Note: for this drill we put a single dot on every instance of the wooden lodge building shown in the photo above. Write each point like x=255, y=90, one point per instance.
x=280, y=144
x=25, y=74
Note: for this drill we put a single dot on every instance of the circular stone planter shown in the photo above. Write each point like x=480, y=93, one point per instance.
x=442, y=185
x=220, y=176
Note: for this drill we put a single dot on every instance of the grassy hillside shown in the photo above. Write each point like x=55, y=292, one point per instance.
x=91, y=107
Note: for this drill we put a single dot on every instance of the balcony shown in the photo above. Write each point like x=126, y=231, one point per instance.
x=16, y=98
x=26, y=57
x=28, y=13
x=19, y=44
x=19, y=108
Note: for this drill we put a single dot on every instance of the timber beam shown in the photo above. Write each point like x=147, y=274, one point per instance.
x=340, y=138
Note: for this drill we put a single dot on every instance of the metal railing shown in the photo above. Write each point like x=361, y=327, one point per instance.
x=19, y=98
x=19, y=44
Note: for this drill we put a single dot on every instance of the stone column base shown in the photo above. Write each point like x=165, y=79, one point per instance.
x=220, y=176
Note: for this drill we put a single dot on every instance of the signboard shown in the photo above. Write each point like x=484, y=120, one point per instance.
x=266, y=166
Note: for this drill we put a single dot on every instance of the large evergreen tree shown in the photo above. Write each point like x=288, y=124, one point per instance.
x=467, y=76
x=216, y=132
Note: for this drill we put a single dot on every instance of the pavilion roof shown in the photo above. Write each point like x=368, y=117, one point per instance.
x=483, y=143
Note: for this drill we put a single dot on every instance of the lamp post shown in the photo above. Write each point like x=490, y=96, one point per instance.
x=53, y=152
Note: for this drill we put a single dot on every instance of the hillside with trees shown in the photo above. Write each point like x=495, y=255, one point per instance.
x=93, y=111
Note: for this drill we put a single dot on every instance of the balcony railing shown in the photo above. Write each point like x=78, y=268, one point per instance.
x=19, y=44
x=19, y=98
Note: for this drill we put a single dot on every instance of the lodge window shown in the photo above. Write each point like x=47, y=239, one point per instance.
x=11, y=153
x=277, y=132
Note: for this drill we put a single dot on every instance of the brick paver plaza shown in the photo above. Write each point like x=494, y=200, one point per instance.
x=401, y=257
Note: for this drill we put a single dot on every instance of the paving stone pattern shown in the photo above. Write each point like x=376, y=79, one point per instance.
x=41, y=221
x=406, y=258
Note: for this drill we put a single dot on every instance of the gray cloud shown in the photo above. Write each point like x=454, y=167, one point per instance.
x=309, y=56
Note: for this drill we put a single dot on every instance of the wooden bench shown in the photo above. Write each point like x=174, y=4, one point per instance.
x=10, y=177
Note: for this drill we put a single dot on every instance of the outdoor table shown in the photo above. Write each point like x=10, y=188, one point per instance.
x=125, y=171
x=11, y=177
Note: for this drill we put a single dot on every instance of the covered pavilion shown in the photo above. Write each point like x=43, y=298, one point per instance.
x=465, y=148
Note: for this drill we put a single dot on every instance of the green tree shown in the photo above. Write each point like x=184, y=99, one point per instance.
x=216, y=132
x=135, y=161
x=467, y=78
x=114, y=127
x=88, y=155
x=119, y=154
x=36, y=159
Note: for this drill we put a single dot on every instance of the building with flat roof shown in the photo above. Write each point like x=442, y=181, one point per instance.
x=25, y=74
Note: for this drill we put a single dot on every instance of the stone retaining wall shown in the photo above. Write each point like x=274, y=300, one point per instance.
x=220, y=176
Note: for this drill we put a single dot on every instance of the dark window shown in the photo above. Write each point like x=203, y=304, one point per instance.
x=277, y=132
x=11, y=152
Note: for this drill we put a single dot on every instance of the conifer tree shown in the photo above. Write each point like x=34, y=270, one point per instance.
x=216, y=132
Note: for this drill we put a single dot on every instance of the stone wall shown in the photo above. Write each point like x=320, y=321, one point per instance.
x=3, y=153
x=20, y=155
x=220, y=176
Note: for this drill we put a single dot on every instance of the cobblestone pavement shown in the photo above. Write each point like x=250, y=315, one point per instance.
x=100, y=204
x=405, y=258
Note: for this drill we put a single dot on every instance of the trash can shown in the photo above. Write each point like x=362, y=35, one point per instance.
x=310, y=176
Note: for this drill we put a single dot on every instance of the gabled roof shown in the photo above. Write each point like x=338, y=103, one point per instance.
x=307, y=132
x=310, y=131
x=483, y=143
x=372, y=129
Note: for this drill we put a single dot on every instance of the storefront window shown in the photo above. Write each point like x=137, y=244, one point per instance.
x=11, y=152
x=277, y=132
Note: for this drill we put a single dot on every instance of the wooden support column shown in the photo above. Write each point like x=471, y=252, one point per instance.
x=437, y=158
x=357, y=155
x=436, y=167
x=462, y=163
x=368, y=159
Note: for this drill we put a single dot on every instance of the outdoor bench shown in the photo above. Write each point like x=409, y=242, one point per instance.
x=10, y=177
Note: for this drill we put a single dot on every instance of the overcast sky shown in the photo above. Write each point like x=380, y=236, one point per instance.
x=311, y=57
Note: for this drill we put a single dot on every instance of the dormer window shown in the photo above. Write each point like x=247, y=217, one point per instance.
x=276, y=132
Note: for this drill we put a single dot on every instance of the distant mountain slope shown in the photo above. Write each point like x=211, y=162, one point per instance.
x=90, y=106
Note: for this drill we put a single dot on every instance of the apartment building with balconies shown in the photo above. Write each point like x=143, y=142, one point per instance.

Assignment>
All entries must be given again exactly.

Solved exercise>
Note: for this drill we put a single dot on every instance of the wooden lodge building shown in the photo above. Write each point like x=255, y=90, one point per instance.
x=280, y=144
x=25, y=74
Note: for this drill we put a single dot on every instance of the circular stone planter shown in the photo above. Write each point like x=480, y=93, one point per instance.
x=442, y=185
x=220, y=176
Note: for this drill we put a single dot on every instance of the grassy hillside shown in the photo above. Write each point like x=55, y=292, one point per instance.
x=91, y=107
Note: for this drill we put a single dot on every instance of the balcony shown in the photo above. Write each point like x=126, y=231, one point per instance.
x=16, y=98
x=26, y=57
x=28, y=13
x=19, y=44
x=19, y=108
Note: for this drill we put a single dot on every instance of the timber beam shown in the photo above. Write each point like x=147, y=274, one point per instance.
x=340, y=138
Note: for this drill we put a single dot on every instance of the metal railing shown in the photo above. Write each point like x=361, y=327, one point per instance.
x=19, y=98
x=19, y=44
Note: for this drill we put a single dot on every instance of the stone column base shown in the photo above. Write each point like x=165, y=79, one point per instance.
x=220, y=176
Note: for this drill we put a single dot on every instance of the signboard shown in the photo above. Write each point like x=484, y=120, one point per instance.
x=266, y=166
Note: for this drill we put a single dot on every instance of the large evergreen tree shown in the photo above. Write each point like x=288, y=124, one point per instance.
x=467, y=76
x=216, y=132
Note: for this drill we put a single dot on every instance of the pavilion roof shown in the photo above. Write each point like x=368, y=117, one point per instance.
x=483, y=143
Note: for this drill we put a single dot on every instance of the lamp post shown in the photo above. Write each point like x=490, y=96, one point per instance.
x=53, y=152
Note: for this drill we put a single dot on every instance of the hillside with trees shown in the photo above. Write each point like x=495, y=255, one point per instance.
x=93, y=111
Note: for this drill we put a single dot on every instance of the balcony railing shown in the photo above. Write each point like x=78, y=268, one point per instance.
x=19, y=44
x=19, y=98
Note: for this drill we put a single dot on every instance of the lodge window shown in the photo above. Write each point like x=47, y=239, one point per instance.
x=11, y=153
x=277, y=132
Note: for this drill we put a single dot on every instance of the brick paver plaza shown in the photo above. Write each point like x=494, y=200, one point per instance.
x=401, y=257
Note: for this drill we put a single dot on every instance of the paving stone pattern shown in the photo above. Write each point like x=376, y=79, one point per instance.
x=41, y=221
x=406, y=258
Note: for this drill we put a single dot on every instance of the gray cloud shown in the photo above. Write each point like x=454, y=167, one point per instance.
x=309, y=56
Note: for this drill we put a single dot on every instance of the wooden bench shown in the photo above. Write each point like x=174, y=4, one point per instance.
x=10, y=177
Note: for this drill we put a single dot on every instance of the outdoor table shown in the photo above. Write each point like x=10, y=188, one point per instance.
x=125, y=171
x=11, y=177
Note: for this drill we put a single dot on every instance of the covered pavilion shown in the photo above. Write each point like x=43, y=298, one point per instance.
x=465, y=148
Note: for this drill we put a single dot on every instance of the green tree shown in the photo above. Write each point like x=184, y=99, one point per instance.
x=216, y=132
x=135, y=161
x=467, y=78
x=114, y=127
x=88, y=155
x=119, y=154
x=36, y=159
Note: for this drill we put a single dot on every instance of the building with flat roof shown in the photo above. Write each point like x=442, y=181, one point per instance.
x=25, y=74
Note: for this drill we put a single dot on every instance of the stone retaining wall shown in the photo above. Write each point like x=274, y=300, one point per instance.
x=220, y=176
Note: for this drill we put a single dot on every instance of the dark window shown in the photo above. Write each point like x=203, y=304, one point per instance.
x=277, y=132
x=11, y=152
Note: for this drill we put a single dot on every instance of the conifer tree shown in the photo above. Write each point like x=34, y=270, one point per instance.
x=216, y=132
Note: for this drill we put a single dot on every instance of the stone wall shown in the photo above. Write each point like x=320, y=321, one point per instance.
x=3, y=153
x=20, y=155
x=220, y=176
Note: for this drill we put a single dot on every instance of the cobblestone pavement shown in the photo above. Write each point like x=250, y=315, one point per instance.
x=100, y=204
x=405, y=258
Note: for this drill we put a single dot on every instance of the trash can shown in the photo above. Write each point like x=362, y=35, one point per instance.
x=310, y=176
Note: for this drill we put a single dot on every instance of the gabled roof shown in the photo above. Write each point like x=338, y=103, one point per instance.
x=307, y=132
x=310, y=131
x=483, y=143
x=372, y=129
Note: for this drill we put a single dot on every instance of the storefront window shown in the photo above. Write each point like x=137, y=244, one point per instance.
x=11, y=152
x=277, y=132
Note: for this drill we put a single dot on every instance of the wooden support column shown in the photo above. Write each point like x=471, y=252, one point per instance.
x=437, y=158
x=357, y=155
x=436, y=167
x=462, y=163
x=368, y=159
Note: for this drill we put a single dot on every instance of the outdoor bench shown in the photo above. Write each point like x=409, y=242, one point per instance.
x=10, y=177
Note: for this drill we put a single dot on every instance of the overcast sky shown in the photo above. Write each point like x=380, y=236, one point per instance.
x=311, y=57
Note: for this drill we put a single dot on every instance of the dormer window shown in the photo above. Write each point like x=247, y=217, one point per instance.
x=276, y=132
Note: for this drill we put a single dot on every instance of the distant mountain slope shown in the photo above. Write each point like x=211, y=162, one point per instance.
x=90, y=106
Note: for this drill we put a single dot on every instance of the apartment building with balconies shown in the photo above. Write each point like x=143, y=142, one point per instance.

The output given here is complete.